**PAGE EXTRACT:**
Naturally, the down-timers are interested in history. William Wettin has "checked out—usually several times over—every single book relevant to early American history and political theory there is. And British." (1633, Chap. 12) King Charles knows about Cromwell; Richelieu, about Turenne and Mazarini.
Science, too. Doctor Gribbleflotz learned how to construct a wet cell battery from an unidentified up-time science book. (Probably a children's book, since it has "large printing and colorful pictures".) (Offord, "Dr. Phil Zinkens A Bundle," Grantville Gazette, Volume 7) In 1633, John George of Saxony is trying to capitalize on the revelation of the secret of porcelain manufacture in some Grantville text. (Pedersen, "A Question of Faith," Grantville Gazette, Volume 8.)
But the down-timers aren't just reading the encyclopedias, the histories and the science books. Clearly, the "Ram" has read "Doc" Smith's Galactic Patrol ("Helmut, speaking for Boskone"). Wallenstein likes mysteries.
The down-timers who have money will commission copies of books of interest to them, to the extent their budget allows. By Spring, 1633, Cardinal Richelieu has already acquired books from Grantville, and "had printed copies made and more securely bound. . . ." He explains to Mazarini, "Hand-copying would have engaged every stationer and monk in Paris for weeks and the originals were too fragile to pass around. So I ordered them typeset and the illustrations carefully cut by the best engravers I could find."
Not everyone can send agents to Grantville. But down-time printers are going to be looking for books which might have a large enough audience to be money-makers if published. And up-timers have had works printed for reasons of their own. Canon reveals some of what has been copied and printed . . .
an abbreviated German translation of Robert's Rules of Order (1634: The Ram Rebellion Chap 32).
three Agatha Christie mysteries (Robison, "Mightier Than the Sword," Grantville Gazette, Volume 6)
the Shorter Catechism in English (DeMarce, "Pastor Kastenmayer's Revenge," Grantville Gazette, Volume 3)
Paine's Common Sense (1634: The Ram Rebellion)
The Book of Mormon (1634: The Ram Rebellion)
Narrow Gauge at War (Lutz and Zeek, "Elizabeth," Grantville Gazette, Volume 8)
RN- and MD-level training materials (Ewing, "An Invisible War," Grantville Gazette, Volume 2).

**DATASET RECORDS:**
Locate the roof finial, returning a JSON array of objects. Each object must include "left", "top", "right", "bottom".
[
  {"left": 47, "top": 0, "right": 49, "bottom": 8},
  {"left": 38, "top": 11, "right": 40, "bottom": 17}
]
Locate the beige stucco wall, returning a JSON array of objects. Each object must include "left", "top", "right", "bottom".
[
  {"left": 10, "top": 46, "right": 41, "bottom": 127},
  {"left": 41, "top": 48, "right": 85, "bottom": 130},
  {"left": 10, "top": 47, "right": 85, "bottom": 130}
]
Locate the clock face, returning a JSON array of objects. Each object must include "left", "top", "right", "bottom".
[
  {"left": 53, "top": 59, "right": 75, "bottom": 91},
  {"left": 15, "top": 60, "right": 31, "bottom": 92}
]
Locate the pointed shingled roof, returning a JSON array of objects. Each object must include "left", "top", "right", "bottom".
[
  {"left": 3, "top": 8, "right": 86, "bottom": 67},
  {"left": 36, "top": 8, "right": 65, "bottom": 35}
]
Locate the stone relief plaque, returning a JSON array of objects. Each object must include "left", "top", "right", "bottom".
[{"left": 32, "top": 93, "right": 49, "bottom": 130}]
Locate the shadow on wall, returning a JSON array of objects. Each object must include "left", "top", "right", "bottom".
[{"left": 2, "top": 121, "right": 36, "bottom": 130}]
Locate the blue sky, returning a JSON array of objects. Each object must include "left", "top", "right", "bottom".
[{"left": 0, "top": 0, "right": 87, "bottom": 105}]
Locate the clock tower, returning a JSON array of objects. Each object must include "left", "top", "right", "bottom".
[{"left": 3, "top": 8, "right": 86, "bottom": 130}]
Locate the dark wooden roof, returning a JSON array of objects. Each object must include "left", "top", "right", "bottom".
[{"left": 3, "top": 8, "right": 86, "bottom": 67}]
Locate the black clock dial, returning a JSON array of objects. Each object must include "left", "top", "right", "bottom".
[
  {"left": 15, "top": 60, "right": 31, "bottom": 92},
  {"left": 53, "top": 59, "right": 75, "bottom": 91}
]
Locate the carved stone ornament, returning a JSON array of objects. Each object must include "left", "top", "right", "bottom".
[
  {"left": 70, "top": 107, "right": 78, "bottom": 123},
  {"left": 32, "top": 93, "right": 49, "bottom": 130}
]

**GIVEN INSTRUCTION 1:**
Update the page on books the down-timers copied, starting with "the Shorter Catechism" and going on through "Sense (1634: The Ram Rebellion)", putting "Rights of Man" in place of "Common Sense".
**GIVEN INSTRUCTION 2:**
Recast part of the rows as a Markdown table with the columns Row and Line, giving each line its row number and leaving out blank lines. Start with the line with "Locate the carved" in the rows and go on through the last line of the rows.

**FULL ANSWER 1:**
the Shorter Catechism in English (DeMarce, "Pastor Kastenmayer's Revenge," Grantville Gazette, Volume 3)
Paine's Rights of Man (1634: The Ram Rebellion)

**FULL ANSWER 2:**
| Row | Line |
|---|---|
| 1 | Locate the carved stone ornament, returning a JSON array of objects. Each object must include "left", "top", "right", "bottom". |
| 2 | [ |
| 3 |   {"left": 70, "top": 107, "right": 78, "bottom": 123}, |
| 4 |   {"left": 32, "top": 93, "right": 49, "bottom": 130} |
| 5 | ] |